Instructions for the task> Extract the part of the money-creation forum thread between "Could someone please" and "be cleared up.", inclusive, copying it word for word.

Extract>
------------------------------------------------

10-07-2008 , 10:13 PM
It seems like people often use the "print out of thin air" as a simplification of a more complex way that essentially boils down to the government printing money. Others have argued that the the goverment doesnt print money and its an oversimplification.

Could someone please describe the actual mechanisms the government uses to control the interest rates? Is the money printed? Is it added to a computer? Are bonds printed? I think this needs to be cleared up.
10-07-2008 , 10:22 PM
Do you actually not know or are you trying to get it more out in the open?
10-07-2008 , 10:27 PM
Generally, it's just shorthand for a far more complex process. Of course, the government does actually print the monetary base.

The real process goes something like this: the Federal Reserve creates reserves (out of the ether) and credits them to the commerical banks' accounts. Then the commercial banks pyramid credit on top of the increased reserves by making loans.
10-07-2008 , 10:33 PM
Quote:
Originally Posted by Borodog
Generally, it's just shorthand for a far more complex process. Of course, the government does actually print the monetary base.

The real process goes something like this: the Federal Reserve creates reserves (out of the ether) and credits them to the commerical banks' accounts. Then the commercial banks pyramid credit on top of the increased reserves by making loans.
Link?
10-07-2008 , 10:40 PM


Quote:
Components of US money supply (currency, M1, M2, and M3) since 1959. In January 2007, the amount of central bank money was $750.5 billion while the amount of commercial bank money (in the M2 supply) was $6.33 trillion. - http://en.wikipedia.org/wiki/Money_supply#Convention
Where did it come from?
10-07-2008 , 10:49 PM
Quote:
Originally Posted by superleeds
Link?
Technically the Fed buys government securities from the commercial banks through preferred brokers to inject the increased reserves.

------------------------------------------------

Dataset>

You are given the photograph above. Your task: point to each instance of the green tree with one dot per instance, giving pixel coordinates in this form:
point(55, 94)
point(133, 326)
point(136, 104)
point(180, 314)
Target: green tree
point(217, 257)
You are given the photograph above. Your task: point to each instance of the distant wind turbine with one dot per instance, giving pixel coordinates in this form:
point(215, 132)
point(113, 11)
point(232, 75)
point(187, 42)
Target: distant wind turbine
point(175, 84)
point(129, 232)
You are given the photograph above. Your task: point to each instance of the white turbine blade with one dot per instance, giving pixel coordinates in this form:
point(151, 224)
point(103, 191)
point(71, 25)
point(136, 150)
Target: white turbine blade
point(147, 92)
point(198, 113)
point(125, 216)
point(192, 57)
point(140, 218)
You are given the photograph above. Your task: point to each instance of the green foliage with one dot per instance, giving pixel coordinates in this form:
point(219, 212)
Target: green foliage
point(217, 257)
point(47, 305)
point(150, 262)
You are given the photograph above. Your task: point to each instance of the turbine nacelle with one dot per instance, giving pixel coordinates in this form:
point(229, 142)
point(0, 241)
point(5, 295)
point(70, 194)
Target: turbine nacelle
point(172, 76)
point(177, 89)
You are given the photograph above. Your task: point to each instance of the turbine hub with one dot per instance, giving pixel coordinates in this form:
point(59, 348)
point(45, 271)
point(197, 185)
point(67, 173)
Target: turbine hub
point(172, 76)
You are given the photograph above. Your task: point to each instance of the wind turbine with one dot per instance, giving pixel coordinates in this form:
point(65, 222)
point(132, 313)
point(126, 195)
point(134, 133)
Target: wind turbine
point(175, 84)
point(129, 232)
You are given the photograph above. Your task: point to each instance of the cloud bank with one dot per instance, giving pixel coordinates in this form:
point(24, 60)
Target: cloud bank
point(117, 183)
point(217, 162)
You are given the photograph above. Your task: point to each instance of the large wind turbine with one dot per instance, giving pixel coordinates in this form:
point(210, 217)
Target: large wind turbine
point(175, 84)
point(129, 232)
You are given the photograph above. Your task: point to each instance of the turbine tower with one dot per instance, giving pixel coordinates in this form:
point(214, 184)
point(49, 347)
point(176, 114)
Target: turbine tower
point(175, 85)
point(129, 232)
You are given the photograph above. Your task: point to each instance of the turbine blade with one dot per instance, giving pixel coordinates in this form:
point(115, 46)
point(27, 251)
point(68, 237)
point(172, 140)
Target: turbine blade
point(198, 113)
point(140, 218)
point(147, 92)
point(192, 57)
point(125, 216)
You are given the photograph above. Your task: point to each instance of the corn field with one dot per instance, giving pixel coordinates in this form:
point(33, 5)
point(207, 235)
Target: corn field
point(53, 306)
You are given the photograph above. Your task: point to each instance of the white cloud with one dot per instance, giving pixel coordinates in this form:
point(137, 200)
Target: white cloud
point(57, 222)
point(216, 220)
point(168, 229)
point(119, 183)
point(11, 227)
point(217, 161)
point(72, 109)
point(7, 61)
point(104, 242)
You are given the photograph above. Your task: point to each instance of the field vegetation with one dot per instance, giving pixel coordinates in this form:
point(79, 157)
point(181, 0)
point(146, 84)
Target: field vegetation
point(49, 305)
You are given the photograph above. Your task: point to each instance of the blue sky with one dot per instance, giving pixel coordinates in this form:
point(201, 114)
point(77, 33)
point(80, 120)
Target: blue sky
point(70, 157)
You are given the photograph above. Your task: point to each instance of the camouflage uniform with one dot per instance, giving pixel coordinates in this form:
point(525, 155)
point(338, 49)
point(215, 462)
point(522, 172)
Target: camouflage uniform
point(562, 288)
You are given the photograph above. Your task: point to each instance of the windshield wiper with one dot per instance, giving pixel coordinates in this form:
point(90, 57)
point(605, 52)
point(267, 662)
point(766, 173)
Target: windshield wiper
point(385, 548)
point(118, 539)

------------------------------------------------

The completed task>
Could someone please describe the actual mechanisms the government uses to control the interest rates? Is the money printed? Is it added to a computer? Are bonds printed? I think this needs to be cleared up.